**DIRECTIONS FOR THIS TASK:**
Copy every row below word for word, leaving out the pictures.

**RECORDS PROVIDED:**
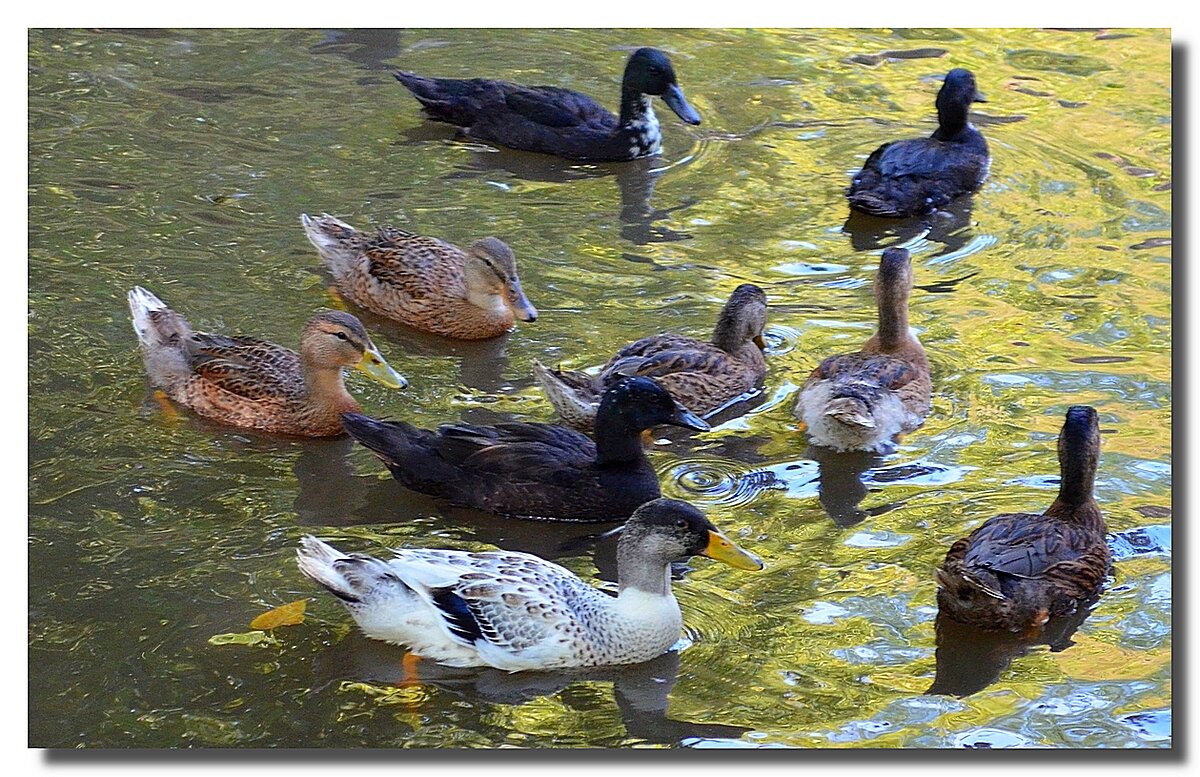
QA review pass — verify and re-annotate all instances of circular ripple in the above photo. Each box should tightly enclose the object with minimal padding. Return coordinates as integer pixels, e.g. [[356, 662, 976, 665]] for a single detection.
[[762, 324, 800, 356], [671, 459, 779, 507]]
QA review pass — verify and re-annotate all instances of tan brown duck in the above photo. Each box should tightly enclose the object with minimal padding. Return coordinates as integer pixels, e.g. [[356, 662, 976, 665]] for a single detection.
[[937, 405, 1111, 632], [534, 283, 767, 432], [128, 287, 407, 436], [300, 213, 538, 339], [793, 248, 931, 451]]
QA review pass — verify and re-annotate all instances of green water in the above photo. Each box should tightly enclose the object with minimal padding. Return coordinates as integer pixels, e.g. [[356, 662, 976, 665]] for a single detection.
[[29, 30, 1171, 747]]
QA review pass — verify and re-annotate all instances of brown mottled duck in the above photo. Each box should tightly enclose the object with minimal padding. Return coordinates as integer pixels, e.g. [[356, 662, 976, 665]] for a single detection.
[[794, 248, 931, 452], [937, 405, 1111, 632], [300, 213, 538, 339], [534, 283, 767, 432]]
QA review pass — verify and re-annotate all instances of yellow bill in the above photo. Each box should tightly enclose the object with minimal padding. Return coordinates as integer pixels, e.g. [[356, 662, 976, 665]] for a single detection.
[[701, 530, 766, 570], [354, 345, 408, 389]]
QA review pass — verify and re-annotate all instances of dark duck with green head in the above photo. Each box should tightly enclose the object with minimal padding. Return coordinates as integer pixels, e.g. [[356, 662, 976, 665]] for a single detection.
[[342, 378, 708, 520], [395, 48, 700, 162], [937, 405, 1111, 632], [846, 67, 991, 218]]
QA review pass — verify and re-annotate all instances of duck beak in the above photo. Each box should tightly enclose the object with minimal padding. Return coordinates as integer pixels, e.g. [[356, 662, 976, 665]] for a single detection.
[[667, 402, 713, 432], [700, 529, 767, 572], [662, 84, 700, 125], [354, 345, 408, 389], [505, 281, 538, 321]]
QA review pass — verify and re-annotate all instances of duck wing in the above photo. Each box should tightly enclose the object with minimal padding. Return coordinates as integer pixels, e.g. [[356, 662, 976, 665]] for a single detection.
[[947, 513, 1109, 596], [395, 72, 617, 130], [392, 550, 605, 669], [809, 354, 920, 391], [434, 423, 596, 477], [187, 333, 304, 400]]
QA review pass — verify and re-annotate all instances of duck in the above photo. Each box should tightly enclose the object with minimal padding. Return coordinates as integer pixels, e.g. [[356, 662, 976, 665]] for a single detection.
[[394, 48, 700, 162], [846, 67, 991, 218], [300, 213, 538, 339], [296, 499, 764, 671], [534, 283, 767, 432], [342, 378, 708, 522], [794, 247, 932, 453], [128, 287, 408, 436], [936, 405, 1111, 632]]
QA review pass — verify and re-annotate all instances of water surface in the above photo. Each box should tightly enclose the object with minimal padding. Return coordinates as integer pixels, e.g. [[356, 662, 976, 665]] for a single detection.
[[29, 30, 1171, 747]]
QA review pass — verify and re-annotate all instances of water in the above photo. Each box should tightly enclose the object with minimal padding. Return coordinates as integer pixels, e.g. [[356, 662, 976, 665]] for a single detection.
[[29, 30, 1171, 747]]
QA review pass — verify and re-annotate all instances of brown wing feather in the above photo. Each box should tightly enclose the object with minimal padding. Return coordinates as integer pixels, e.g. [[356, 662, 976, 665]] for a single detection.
[[188, 333, 304, 400]]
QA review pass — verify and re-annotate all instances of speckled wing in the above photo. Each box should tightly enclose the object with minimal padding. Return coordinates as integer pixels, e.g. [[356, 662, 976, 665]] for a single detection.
[[188, 333, 304, 400], [398, 550, 604, 653], [455, 556, 604, 652], [952, 513, 1109, 596], [809, 354, 920, 391], [362, 228, 467, 300]]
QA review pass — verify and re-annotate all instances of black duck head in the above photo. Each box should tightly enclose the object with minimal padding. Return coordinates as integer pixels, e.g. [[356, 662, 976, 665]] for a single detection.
[[620, 48, 700, 125]]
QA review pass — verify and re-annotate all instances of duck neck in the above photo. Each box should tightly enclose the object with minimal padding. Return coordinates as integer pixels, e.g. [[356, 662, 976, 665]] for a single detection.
[[619, 88, 659, 127], [595, 412, 646, 466], [617, 543, 671, 596], [934, 101, 971, 140], [876, 289, 910, 351], [1046, 454, 1100, 522]]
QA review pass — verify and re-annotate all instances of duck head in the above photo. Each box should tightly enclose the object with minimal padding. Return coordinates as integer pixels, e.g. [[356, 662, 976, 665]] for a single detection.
[[936, 67, 988, 135], [617, 499, 764, 592], [300, 311, 408, 389], [622, 48, 700, 125], [464, 237, 538, 321], [713, 283, 767, 354], [595, 377, 710, 464]]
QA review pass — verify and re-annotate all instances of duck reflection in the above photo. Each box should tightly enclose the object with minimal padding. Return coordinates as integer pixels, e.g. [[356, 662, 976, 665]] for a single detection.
[[804, 445, 890, 529], [925, 600, 1096, 697], [313, 632, 750, 745], [841, 194, 974, 260], [434, 150, 698, 246]]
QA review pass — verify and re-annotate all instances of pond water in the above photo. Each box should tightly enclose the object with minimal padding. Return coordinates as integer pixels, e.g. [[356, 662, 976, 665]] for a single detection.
[[29, 29, 1172, 747]]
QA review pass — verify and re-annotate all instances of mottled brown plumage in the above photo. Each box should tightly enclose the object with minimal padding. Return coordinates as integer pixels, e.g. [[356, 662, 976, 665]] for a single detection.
[[534, 283, 767, 430], [937, 405, 1111, 631], [300, 213, 538, 339], [128, 287, 404, 436], [794, 248, 932, 451]]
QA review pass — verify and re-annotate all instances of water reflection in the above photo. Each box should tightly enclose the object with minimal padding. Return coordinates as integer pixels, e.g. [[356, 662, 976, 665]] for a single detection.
[[436, 145, 700, 246], [308, 29, 412, 70], [313, 632, 750, 745], [925, 600, 1097, 697], [804, 445, 890, 529]]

**RESULT FOR THIS TASK:**
QA review pass — verify and re-annotate all instances of circular ripple in the above photo. Each box should tightly enclose the object with minimal padding. Return coordinates as integer pixels, e.g. [[356, 662, 976, 665]] for a single detection.
[[762, 324, 800, 356], [671, 459, 779, 507]]
QA review pass — verify and re-annotate all instances of tan brown duck in the above photo. Each box should tightly enclose the object with minimal padding. Return coordinates as integer pixels, e.g. [[356, 662, 976, 665]] for a single detection.
[[937, 405, 1111, 632], [534, 283, 767, 432], [128, 287, 407, 436], [300, 213, 538, 339], [793, 248, 931, 451]]
QA review pass — verify and re-annotate all instances of green water in the above photo. Each box should tightly enclose the object with minimal padding. Return coordinates as integer pixels, e.g. [[356, 662, 976, 665]] for a single detection.
[[29, 30, 1171, 747]]
QA review pass — verify and re-annotate all instances of brown mottled duck in the above photo. Each box should tightly enclose the object with minimal padding. Return coordinates as integer pixels, e.g. [[356, 662, 976, 665]] for a single detection.
[[794, 248, 931, 452], [937, 405, 1111, 632], [300, 213, 538, 339], [534, 283, 767, 432]]
QA review pass — verify and re-annotate all instances of yellow bill in the above photo. Each box should tightly enclose the object with minimal padding. Return coordinates as integer pixels, e.g. [[356, 662, 976, 665]] for a single detection.
[[701, 530, 766, 570], [354, 345, 408, 389]]
QA review pass — verify and re-annotate all instances of dark duck with green head in the above photo. Each box should tightly enclose the object with minimal padding. Return coordinates as integer pixels, e.g. [[356, 662, 976, 665]] for a single detection.
[[342, 378, 708, 520], [395, 48, 700, 162], [937, 405, 1111, 632], [846, 67, 991, 218]]
QA review pass — verify and re-annotate all instances of duck beak in the above photo. Each box should tightly enclose the object with minimal padding. Return coordinates as integer pixels, e.g. [[356, 662, 976, 665]] for a single detection.
[[667, 402, 713, 432], [700, 529, 767, 572], [662, 84, 700, 125], [354, 345, 408, 389], [505, 281, 538, 321]]
QA review pass — verify and re-annotate all instances of duck wing in the above photo. Each box should tightly enclose the object with minimal padding. Return coordinates as integer pixels, e.g. [[356, 662, 976, 665]] for a single detection.
[[947, 513, 1109, 596], [395, 72, 617, 130], [392, 550, 605, 669], [809, 354, 920, 391], [434, 423, 596, 477], [187, 333, 304, 400]]
QA review pass — verify and re-annotate all instances of duck in the above photo. Each box should tightly enclose the object with minimal padding. Return coordinates as integer pixels, e.g. [[356, 662, 976, 665]] for a single detection.
[[394, 48, 700, 162], [846, 67, 991, 218], [300, 213, 538, 339], [296, 499, 764, 671], [534, 283, 767, 432], [342, 378, 708, 522], [794, 247, 932, 453], [128, 287, 408, 436], [936, 405, 1111, 632]]
QA review pass — verify and re-annotate all instances of water surface in the above photo. Each box should tightly enclose the object with minimal padding. Return coordinates as integer pixels, e.g. [[356, 662, 976, 665]] for a single detection.
[[29, 30, 1171, 747]]
QA review pass — verify and re-annotate all instances of water in the above photo. Each box should tightly enclose the object with minimal padding. Return coordinates as integer pixels, e.g. [[356, 662, 976, 665]] for a single detection.
[[29, 30, 1171, 747]]
QA review pass — verify and re-annotate all instances of brown wing feather in the above photo. Each box should tightly enclose the object with minimal padding. Return coordinates as integer pixels, e.g. [[356, 662, 976, 665]] for a single detection.
[[188, 333, 304, 400]]
QA review pass — verify and re-annotate all instances of speckled wing in the above photo. Each box should tightly enclose the object with minimal padding. Return coordinates as integer pixels, e.g. [[356, 662, 976, 665]] for a single detection.
[[188, 333, 304, 400], [398, 550, 604, 653], [455, 556, 604, 652], [952, 513, 1109, 596], [809, 354, 920, 391], [362, 228, 467, 300]]
QA review pass — verify and re-annotate all instances of black duck head in the above photo. Each box should tightly enclose the object with minimal padding. Return coordinates as integer pixels, e.g. [[356, 662, 976, 665]] for a single detection.
[[620, 48, 700, 125]]
QA review pass — verify and re-annotate all instances of duck neck in the above photo. Each box should tightly enclose the object with minimal padding. Return coordinates as integer pixels, e.g. [[356, 662, 976, 665]] for a single detection.
[[619, 88, 659, 127], [595, 412, 646, 466], [617, 543, 671, 596], [934, 101, 971, 140], [876, 289, 910, 351], [1046, 454, 1100, 522]]
QA review pass — verify and re-annotate all instances of duck head in the above photo. Each box should tightly enclose the object with minimal padding. Return coordinates as integer pixels, e.g. [[356, 662, 976, 665]] for a single detection.
[[936, 67, 988, 135], [617, 499, 764, 592], [300, 311, 408, 389], [622, 48, 700, 125], [464, 237, 538, 321], [713, 283, 767, 354], [595, 377, 710, 464]]
QA review pass — verify and re-annotate all instances of duck reflection in the above photo. Each box should tightly enclose the object with minimal padding. Return coordinates as integer pixels, e.g. [[356, 662, 976, 665]] for a single detection.
[[804, 445, 890, 529], [925, 600, 1096, 697], [313, 632, 750, 745], [841, 194, 974, 260], [434, 150, 698, 246]]
QA review pass — verify and re-annotate all instances of pond water in the above photo. Each box should tightly enclose the object with minimal padding. Return coordinates as integer pixels, e.g. [[356, 662, 976, 665]] for a single detection.
[[29, 29, 1172, 747]]
QA review pass — verify and re-annotate all instances of mottled brown plumage in the above photo. Each box should tightly enclose the object with minimal padding. Return coordinates as integer pixels, e.g. [[356, 662, 976, 665]] for a single detection.
[[534, 283, 767, 430], [937, 405, 1111, 631], [300, 213, 538, 339], [128, 287, 404, 436], [794, 248, 932, 451]]
QA review pass — verify and re-annotate all instances of water reflection in the above photo. Each box should tightly enclose the object with minimal padding. Return coordinates as integer pixels, e.g. [[356, 662, 976, 665]] for a single detection.
[[436, 145, 700, 246], [308, 29, 412, 70], [313, 632, 750, 745], [925, 600, 1097, 697], [804, 445, 890, 529]]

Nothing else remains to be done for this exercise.